Below is a set of records; print all of them exactly as written.

===== Records shown

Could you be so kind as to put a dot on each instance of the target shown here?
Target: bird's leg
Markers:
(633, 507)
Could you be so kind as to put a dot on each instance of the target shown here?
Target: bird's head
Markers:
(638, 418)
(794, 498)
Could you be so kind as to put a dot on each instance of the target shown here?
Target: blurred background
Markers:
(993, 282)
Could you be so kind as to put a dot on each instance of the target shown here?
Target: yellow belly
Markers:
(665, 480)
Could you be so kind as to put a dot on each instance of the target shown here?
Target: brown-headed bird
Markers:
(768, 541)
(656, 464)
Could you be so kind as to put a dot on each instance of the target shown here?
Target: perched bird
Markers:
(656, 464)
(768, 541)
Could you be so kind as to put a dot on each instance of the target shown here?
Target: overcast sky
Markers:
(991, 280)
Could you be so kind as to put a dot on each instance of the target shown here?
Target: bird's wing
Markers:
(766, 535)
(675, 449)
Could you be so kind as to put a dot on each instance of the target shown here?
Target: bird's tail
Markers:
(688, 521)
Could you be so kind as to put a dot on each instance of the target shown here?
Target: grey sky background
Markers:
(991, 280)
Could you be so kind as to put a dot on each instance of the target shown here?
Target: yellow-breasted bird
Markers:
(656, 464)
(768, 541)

==========

→ Exercise response
Could you be so kind as to put a dot on each instance of the target shown here?
Target: bird's leg
Markers:
(633, 507)
Could you be so kind as to put a dot on each instance of the target shown here?
Target: bird's head
Markers:
(638, 418)
(794, 498)
Could you be so kind as to put a dot on each instance of the target shown here?
Target: blurred background
Markers:
(993, 282)
Could you be so kind as to put a dot on each instance of the target shown here?
Target: yellow belly
Markers:
(665, 480)
Could you be so kind as to put a dot on each instance of the target shown here?
Target: brown-headed bird
Markers:
(768, 541)
(656, 464)
Could you be so kind as to put a dot on each instance of the target shown here?
Target: perched bird
Markers:
(656, 464)
(768, 541)
Could you be so kind as to put a dot on each instance of the target shown here?
Target: overcast sky
Markers:
(991, 280)
Could you be so kind as to put a dot on each instance of the target shown here?
Target: bird's wing
Markers:
(766, 535)
(675, 449)
Could you be so kind as to put a dot on each instance of the target shown here?
Target: bird's tail
Markers:
(688, 521)
Could you be so kind as to put a dot on each instance of the target shown here?
Target: grey sky background
Markers:
(991, 280)
Could you be so kind as to put a dot on each instance of the target shown here?
Target: yellow-breasted bird
Markers:
(656, 464)
(768, 541)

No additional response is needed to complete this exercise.